**** SUPPLIED TEXT ****

Megan Hinton was just 14-years-old when the bully at her school shared the nude photo on social media and then had to endure years of fellow pupils ‘making sick noises’ when they passed her in the corridor. 

Megan had been relentlessly pressured into sending the picture during a series of messages from someone she thought was a boy in the year above her at her new school, but turned out to be a girl in her own year.

To her horror, when she finally relented, she was immediately tormented by a Snapchat reply from the girl, who sent a photo of herself grinning with the message ‘ha ha I’ve got you’.

Speaking out yesterday, the pretty 19-year-old, who is now studying multimedia journalism at Bournemouth University in UK, said: ‘I had just moved school – I’d been really badly bullied at my last school which is why I’d moved.

‘I was making a lot of new friends, adding a lot of people on different types of social media, and I believed I was talking to a boy in the year above me, when actually it was a girl in my year who had been using his accounts with his permission.

‘They asked me to send a photo, and initially I said no, but the pressure just kept on building up and up.’

Megan had been chatting to the ‘boy for two weeks, and was receiving messages every hour asking her to send a nude photograph of herself.

She said that looking around her, she thought all of her friends were doing the same. She said: ‘It was all so normalised, so I thought it was okay.

**** DATA ****

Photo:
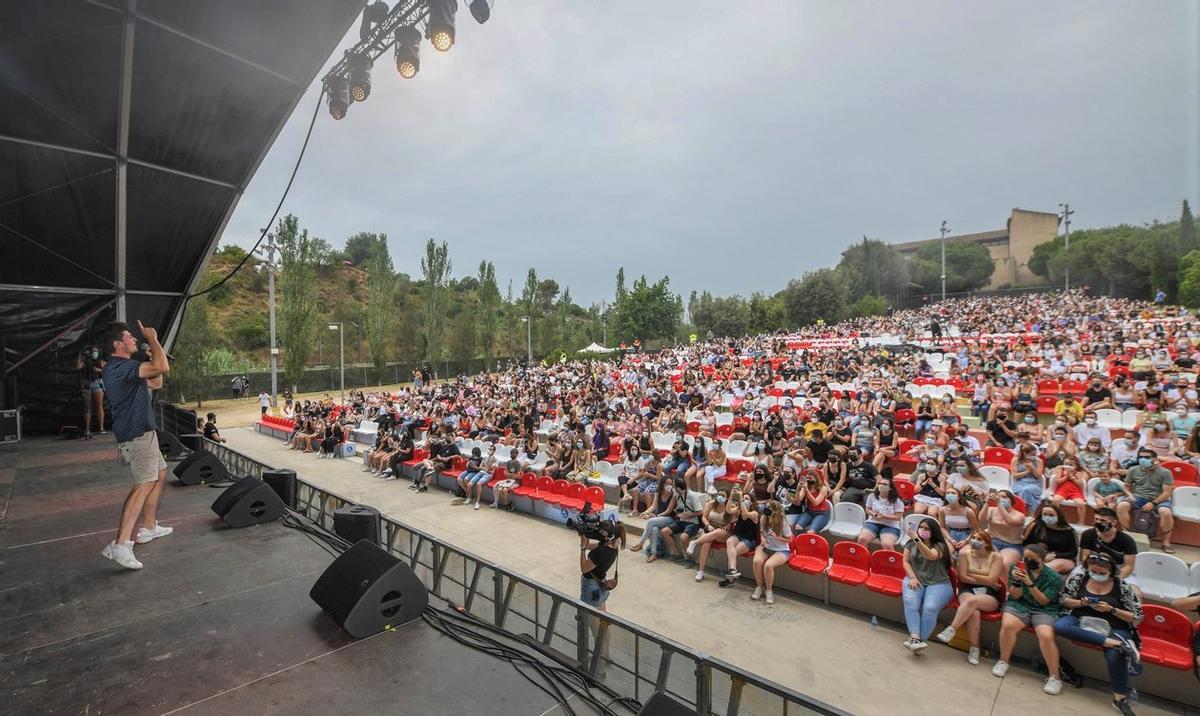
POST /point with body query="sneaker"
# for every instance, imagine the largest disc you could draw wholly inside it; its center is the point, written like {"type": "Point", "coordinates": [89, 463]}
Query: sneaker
{"type": "Point", "coordinates": [148, 535]}
{"type": "Point", "coordinates": [121, 554]}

****

- **WHAT YOU NEED TO DO**:
A. According to the article about Megan Hinton, how long had she been chatting with the "boy" who kept asking for the photo?
B. Pick up the article about Megan Hinton's experience of being bullied online, continuing from its last sentence.

- **PER-TASK ANSWERS**:
A. Two weeks.

B.
‘He was constantly telling me that if I didn’t do it he would tell everyone I was frigid.’Everyone would talk about sending nudes, and when I’d go into school I’d hear other girls talking about how they send them to their boyfriends.

‘I sent the photo and then realised that I wasn’t talking to who I thought I was talking to. ‘After about an hour I received a Snapchat.

‘When I opened that Snapchat it was a picture of the girl saying ‘ha ha I’ve got you’.’My stomach just dropped, I felt sick, panicked and didn’t know what to do.

‘I turned my phone off, hoping she wouldn’t be as nasty as now she’s played her trick she’ll leave it, she’ll put it to bed and won’t tell anyone. ‘But when I went to school everyone had it on their phones, everybody had seen it.

‘People who were two years below me who I don’t really know were tormenting me with it, crowding around me, laughing, mocking me.’People distanced themselves from me.

Now, Megan is working with the police to share her story and warn students of the risks of social media.